▶ _What the exercise asks_
Decide whether each statement below agrees with the passage on high-fat diets, answering yes or no and quoting the words of the passage that settle it. 1. The book "Become a Fat-Burning Machine" came out in late 2015. 2. Fat-Burning Machine students who track what they eat find that healthy fat makes up 40 to 60 percent of their total daily calories. 3. A keto-adapted diet aims to keep the body in ketosis about half of the time.

▶ _Passage for review_
BEGIN

In 2014 and early 2015 when we were working on refining what would become the book “Become a Fat-Burning Machine,” the medical community defined a “high-fat diet” as a diet that contains over 30 percent of the calories as fat. (See reference below.) Even when the book was published in late 2015, people were still on the bandwagon that touted low-carb and low-calorie diets as the optimal solution for weight loss and good health.
Wow, a lot has changed in the last two years!
Now, it is mainstream knowledge that diets high in sugar and refined carbohydrates are contributors to obesity, poor health, and many diseases. Fat in our diets is no longer the enemy. What remains a topic of discussion is what defines a high-fat diet?
Is Fat-Burning Machine a high-fat diet?
The Fat-Burning Machine students that follow the program and track what they eat find that daily healthy fat intake ranges from 40- to 60-percent of total calories. By the old definition, the Fat-Burning Machine diet is a high-fat diet.
Healthy fats are not those found in highly processed foods. (Fast foods and packaged, processed foods.) More on this in another post.
How is the Fat-Burning Machine Program Different Than a Keto-Diet?
There are many different definitions for a keto-diet. The goal of a keto-adapted-diet is to be in ketosis 100 percent of the time. Ketosis is a normal metabolic process, and an important survival mechanism since your brain can only function on glucose (sugar) or ketones. When your body is low on glycogen (stored glucose) availability, it burns fat instead. A by-product of the fat-burning process is the production of ketones in your bloodstream. Ketones can then be used as fuel not only by your brain, but by other body cells as well.

END

Items from a data source
BEGIN

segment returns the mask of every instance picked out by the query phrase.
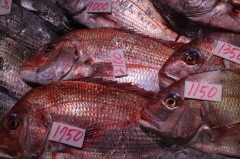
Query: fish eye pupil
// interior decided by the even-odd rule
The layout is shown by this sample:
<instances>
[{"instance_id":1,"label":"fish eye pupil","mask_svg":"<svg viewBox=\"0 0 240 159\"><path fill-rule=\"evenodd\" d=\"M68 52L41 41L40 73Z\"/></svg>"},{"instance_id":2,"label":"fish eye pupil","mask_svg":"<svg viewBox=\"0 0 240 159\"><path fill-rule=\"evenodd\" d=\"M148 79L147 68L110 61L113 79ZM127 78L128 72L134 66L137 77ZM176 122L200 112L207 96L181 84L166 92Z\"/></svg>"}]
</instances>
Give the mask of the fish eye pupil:
<instances>
[{"instance_id":1,"label":"fish eye pupil","mask_svg":"<svg viewBox=\"0 0 240 159\"><path fill-rule=\"evenodd\" d=\"M188 62L194 62L195 58L193 56L188 56L187 60L188 60Z\"/></svg>"},{"instance_id":2,"label":"fish eye pupil","mask_svg":"<svg viewBox=\"0 0 240 159\"><path fill-rule=\"evenodd\" d=\"M174 101L173 99L169 99L167 102L168 102L168 104L170 104L170 105L173 105L173 104L175 103L175 101Z\"/></svg>"},{"instance_id":3,"label":"fish eye pupil","mask_svg":"<svg viewBox=\"0 0 240 159\"><path fill-rule=\"evenodd\" d=\"M52 47L51 47L51 46L47 46L45 50L46 50L46 51L51 51L51 50L52 50Z\"/></svg>"},{"instance_id":4,"label":"fish eye pupil","mask_svg":"<svg viewBox=\"0 0 240 159\"><path fill-rule=\"evenodd\" d=\"M14 120L10 121L10 126L11 126L11 127L16 126L16 121L14 121Z\"/></svg>"}]
</instances>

END

▶ _Output for this task_
1. Yes: "Even when the book was published in late 2015"
2. Yes: "daily healthy fat intake ranges from 40- to 60-percent of total calories"
3. No: "The goal of a keto-adapted-diet is to be in ketosis 100 percent of the time."